Provided text:
══════════
Ask HN: Which tools do you use for invoice (freelancers and small biz) - varunkho

Tasks include: creating the invoice, invoice reminders , getting paid and pushing the invoice into your accounting software. What tool(s) do you use?
======
fomojola
A little side project I built:
[https://www.spotinvoice.com/](https://www.spotinvoice.com/) that spits out
PDF invoices and lets you collect payments via Stripe. No accounting software
integration, though.

------
superuser2
I'm in the weird position of a freelance audio engineer working mostly on a
hobbyist basis. I have 5-6 customers and occasionally 4 or 5 invoices in a
month, which means I can't use the free version of anything, but the next step
up is designed for a full-time or nearly full-time professional and priced
accordingly. I really couldn't justify more than $3 or $4 per month based on
my revenue.

The only option for me seems to be Zoho Invoice.

------
wallin
I've used [http://getharvest.com](http://getharvest.com) in the past and I
think it works really great. Both on invoicing and time tracking. Haven't
tried the payment part though.

This hasn't been released yet, it is invite only atm. But at least the site
looks pretty good: [http://invoisse.com/](http://invoisse.com/)

------
mcv
I use LibreOffice to create the invoice, a directory on my computer to keep my
local copy, email to send it, and my bank's website to check whether it's been
paid. It doesn't have to be any harder than that.
══════════
Return the invoicing-tools thread above word for word, from its first line to its last.

Data shown:
══════════
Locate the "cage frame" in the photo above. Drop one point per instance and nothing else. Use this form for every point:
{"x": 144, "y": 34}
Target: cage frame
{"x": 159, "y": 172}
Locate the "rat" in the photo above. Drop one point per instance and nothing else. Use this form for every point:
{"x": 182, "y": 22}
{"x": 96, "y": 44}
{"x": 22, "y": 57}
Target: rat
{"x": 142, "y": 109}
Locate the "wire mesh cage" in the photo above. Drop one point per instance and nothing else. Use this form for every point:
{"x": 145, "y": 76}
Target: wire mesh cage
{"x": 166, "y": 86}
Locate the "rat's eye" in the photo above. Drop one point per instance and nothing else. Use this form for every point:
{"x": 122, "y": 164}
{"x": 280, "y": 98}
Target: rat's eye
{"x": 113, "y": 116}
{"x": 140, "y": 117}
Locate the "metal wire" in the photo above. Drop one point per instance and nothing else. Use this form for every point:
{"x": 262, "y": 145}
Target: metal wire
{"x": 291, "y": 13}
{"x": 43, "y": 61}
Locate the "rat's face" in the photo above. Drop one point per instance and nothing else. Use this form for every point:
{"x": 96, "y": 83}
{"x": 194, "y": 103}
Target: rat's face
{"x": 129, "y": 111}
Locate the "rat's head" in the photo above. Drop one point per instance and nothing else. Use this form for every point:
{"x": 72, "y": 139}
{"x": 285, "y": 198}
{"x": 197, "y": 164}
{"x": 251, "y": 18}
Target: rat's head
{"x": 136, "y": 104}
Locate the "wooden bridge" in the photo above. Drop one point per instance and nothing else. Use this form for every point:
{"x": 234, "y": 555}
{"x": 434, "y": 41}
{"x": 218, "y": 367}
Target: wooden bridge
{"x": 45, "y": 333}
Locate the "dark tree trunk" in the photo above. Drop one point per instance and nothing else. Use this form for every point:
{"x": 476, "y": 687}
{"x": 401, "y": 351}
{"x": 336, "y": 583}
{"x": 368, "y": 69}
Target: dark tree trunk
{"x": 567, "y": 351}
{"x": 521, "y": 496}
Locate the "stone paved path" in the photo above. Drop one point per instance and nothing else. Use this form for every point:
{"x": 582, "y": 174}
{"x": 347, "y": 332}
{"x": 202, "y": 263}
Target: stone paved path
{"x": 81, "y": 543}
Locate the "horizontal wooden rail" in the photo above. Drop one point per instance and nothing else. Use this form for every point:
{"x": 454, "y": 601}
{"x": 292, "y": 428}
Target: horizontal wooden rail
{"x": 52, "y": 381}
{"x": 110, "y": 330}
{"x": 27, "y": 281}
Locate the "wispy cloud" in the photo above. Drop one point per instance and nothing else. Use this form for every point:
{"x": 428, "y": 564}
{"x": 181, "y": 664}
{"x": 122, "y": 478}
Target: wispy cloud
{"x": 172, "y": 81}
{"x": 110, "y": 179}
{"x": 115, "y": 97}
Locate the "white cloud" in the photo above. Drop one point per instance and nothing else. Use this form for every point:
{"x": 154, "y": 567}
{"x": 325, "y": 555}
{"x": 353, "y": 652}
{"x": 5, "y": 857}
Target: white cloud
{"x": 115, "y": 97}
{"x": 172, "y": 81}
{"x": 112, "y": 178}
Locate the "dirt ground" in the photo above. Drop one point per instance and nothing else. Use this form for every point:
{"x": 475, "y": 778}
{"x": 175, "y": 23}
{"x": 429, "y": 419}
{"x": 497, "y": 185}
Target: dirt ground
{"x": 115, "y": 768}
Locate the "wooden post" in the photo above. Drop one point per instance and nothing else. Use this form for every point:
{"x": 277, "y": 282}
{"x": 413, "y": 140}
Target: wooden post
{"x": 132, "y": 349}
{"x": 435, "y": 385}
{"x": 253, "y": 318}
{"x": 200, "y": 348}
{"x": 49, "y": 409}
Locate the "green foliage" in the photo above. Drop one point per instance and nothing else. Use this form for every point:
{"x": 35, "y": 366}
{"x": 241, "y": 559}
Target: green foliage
══════════
Task response:
Ask HN: Which tools do you use for invoice (freelancers and small biz) - varunkho

Tasks include: creating the invoice, invoice reminders , getting paid and pushing the invoice into your accounting software. What tool(s) do you use?
======
fomojola
A little side project I built:
[https://www.spotinvoice.com/](https://www.spotinvoice.com/) that spits out
PDF invoices and lets you collect payments via Stripe. No accounting software
integration, though.

------
superuser2
I'm in the weird position of a freelance audio engineer working mostly on a
hobbyist basis. I have 5-6 customers and occasionally 4 or 5 invoices in a
month, which means I can't use the free version of anything, but the next step
up is designed for a full-time or nearly full-time professional and priced
accordingly. I really couldn't justify more than $3 or $4 per month based on
my revenue.

The only option for me seems to be Zoho Invoice.

------
wallin
I've used [http://getharvest.com](http://getharvest.com) in the past and I
think it works really great. Both on invoicing and time tracking. Haven't
tried the payment part though.

This hasn't been released yet, it is invite only atm. But at least the site
looks pretty good: [http://invoisse.com/](http://invoisse.com/)

------
mcv
I use LibreOffice to create the invoice, a directory on my computer to keep my
local copy, email to send it, and my bank's website to check whether it's been
paid. It doesn't have to be any harder than that.